[Referring expression data]
···

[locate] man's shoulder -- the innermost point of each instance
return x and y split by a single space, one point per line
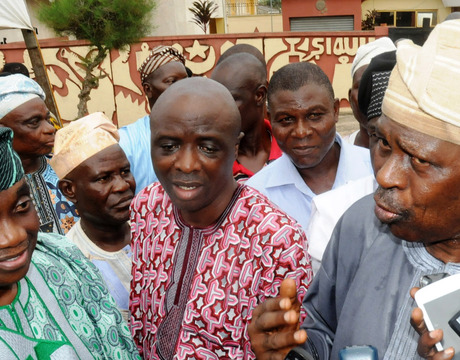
261 209
54 250
270 175
359 220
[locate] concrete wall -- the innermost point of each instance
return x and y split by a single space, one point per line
407 5
120 94
248 24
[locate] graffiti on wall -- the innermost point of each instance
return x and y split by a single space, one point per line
120 96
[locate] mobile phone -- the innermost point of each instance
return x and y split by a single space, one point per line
298 353
365 352
440 303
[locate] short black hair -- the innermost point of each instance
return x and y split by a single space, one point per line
16 68
243 48
296 75
251 66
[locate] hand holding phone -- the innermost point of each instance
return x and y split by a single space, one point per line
440 304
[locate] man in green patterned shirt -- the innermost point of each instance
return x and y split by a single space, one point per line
53 302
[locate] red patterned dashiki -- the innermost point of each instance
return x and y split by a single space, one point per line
194 289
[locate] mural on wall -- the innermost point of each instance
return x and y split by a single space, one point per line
120 95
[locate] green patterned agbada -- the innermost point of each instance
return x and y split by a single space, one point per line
63 310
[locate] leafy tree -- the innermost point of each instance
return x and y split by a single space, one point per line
202 11
106 24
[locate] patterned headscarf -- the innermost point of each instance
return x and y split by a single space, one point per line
368 51
374 83
423 89
11 170
80 140
159 56
15 90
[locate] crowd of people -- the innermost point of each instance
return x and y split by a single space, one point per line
233 221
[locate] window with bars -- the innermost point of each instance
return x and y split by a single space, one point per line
406 18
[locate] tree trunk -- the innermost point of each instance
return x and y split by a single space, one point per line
90 81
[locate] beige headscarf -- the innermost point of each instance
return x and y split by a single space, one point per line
159 56
368 51
80 140
423 89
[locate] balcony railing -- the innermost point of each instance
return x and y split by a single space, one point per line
249 8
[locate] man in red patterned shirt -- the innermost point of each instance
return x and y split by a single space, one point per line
206 249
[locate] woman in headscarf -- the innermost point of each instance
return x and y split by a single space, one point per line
23 109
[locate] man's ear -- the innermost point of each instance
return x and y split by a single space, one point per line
237 145
67 187
147 90
336 109
261 95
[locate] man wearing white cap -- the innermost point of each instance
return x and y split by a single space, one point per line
385 243
163 67
363 57
95 175
23 109
53 302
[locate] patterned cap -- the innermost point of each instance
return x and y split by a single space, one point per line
368 51
423 89
374 83
10 165
80 140
159 56
15 90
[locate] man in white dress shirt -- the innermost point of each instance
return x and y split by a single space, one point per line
303 115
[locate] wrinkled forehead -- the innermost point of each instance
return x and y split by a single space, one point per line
206 107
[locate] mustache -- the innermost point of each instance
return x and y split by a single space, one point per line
386 199
9 253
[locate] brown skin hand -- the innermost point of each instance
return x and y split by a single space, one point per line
274 328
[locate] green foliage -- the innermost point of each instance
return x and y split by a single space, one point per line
106 24
202 11
112 24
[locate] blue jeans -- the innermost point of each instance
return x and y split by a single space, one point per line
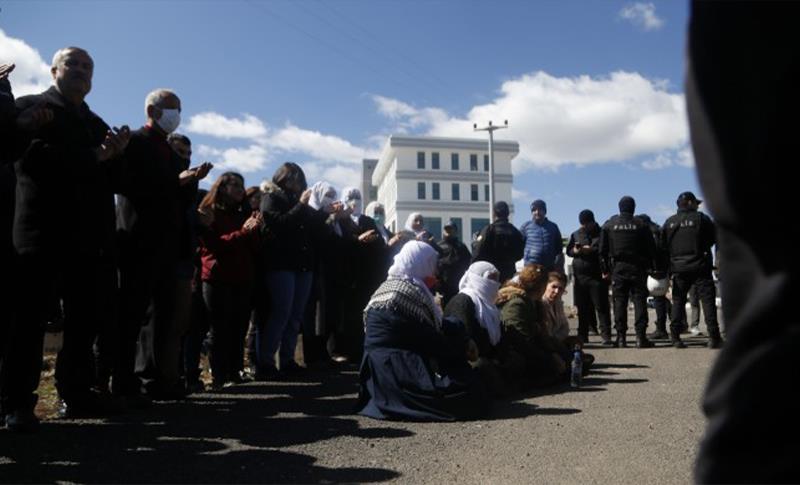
287 292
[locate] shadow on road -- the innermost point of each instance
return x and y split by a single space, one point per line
230 437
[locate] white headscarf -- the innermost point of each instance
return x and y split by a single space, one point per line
322 195
483 291
410 223
351 197
415 262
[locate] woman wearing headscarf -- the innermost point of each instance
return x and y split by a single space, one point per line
415 364
294 218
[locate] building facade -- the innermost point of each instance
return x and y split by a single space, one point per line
441 178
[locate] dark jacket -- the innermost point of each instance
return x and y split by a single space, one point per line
64 196
152 206
626 244
586 265
689 236
227 251
290 232
501 244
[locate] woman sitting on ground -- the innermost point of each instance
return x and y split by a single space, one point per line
555 326
415 362
527 360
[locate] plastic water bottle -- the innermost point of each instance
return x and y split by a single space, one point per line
576 377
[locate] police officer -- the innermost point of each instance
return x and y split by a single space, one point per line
661 303
590 289
628 252
500 243
688 236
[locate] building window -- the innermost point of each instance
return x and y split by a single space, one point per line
434 226
478 224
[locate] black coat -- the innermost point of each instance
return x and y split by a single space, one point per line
291 232
412 372
501 244
64 196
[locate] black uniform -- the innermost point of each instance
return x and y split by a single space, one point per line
689 236
501 244
453 262
591 290
628 251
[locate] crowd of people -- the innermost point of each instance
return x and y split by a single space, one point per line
106 230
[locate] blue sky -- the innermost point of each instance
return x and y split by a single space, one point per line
592 90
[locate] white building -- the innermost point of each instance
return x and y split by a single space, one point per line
442 178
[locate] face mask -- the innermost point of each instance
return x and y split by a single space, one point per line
170 119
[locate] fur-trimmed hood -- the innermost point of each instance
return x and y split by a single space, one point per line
509 292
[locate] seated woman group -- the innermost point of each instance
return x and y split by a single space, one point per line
424 364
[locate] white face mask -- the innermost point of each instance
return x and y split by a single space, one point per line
170 119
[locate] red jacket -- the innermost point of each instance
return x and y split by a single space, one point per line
226 250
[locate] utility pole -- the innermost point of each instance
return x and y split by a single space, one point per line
490 128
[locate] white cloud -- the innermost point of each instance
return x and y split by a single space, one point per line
642 15
573 120
319 146
32 73
219 126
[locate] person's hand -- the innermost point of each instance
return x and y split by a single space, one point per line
368 236
35 117
205 216
472 351
5 70
114 144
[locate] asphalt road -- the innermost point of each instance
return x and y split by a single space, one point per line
637 419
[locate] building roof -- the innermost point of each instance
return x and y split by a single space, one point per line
435 142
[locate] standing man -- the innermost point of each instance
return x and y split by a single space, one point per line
628 252
63 228
689 236
543 244
500 243
155 245
591 289
453 262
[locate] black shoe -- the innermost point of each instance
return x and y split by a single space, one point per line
22 421
659 334
90 405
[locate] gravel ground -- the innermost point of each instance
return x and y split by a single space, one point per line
637 420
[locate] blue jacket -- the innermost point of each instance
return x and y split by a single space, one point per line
543 244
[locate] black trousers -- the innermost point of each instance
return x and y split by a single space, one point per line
628 281
706 293
742 104
84 316
663 308
591 299
229 313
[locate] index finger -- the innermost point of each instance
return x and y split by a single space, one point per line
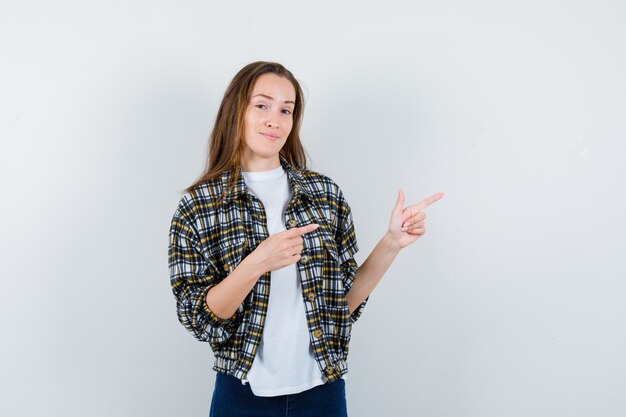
299 231
427 201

···

Task requirements: Return each line from the records that includes the word "road".

Solution for this problem:
[locate] shadow on road -- the innermost point of each instance
[locate] asphalt road -- the innermost point of each instance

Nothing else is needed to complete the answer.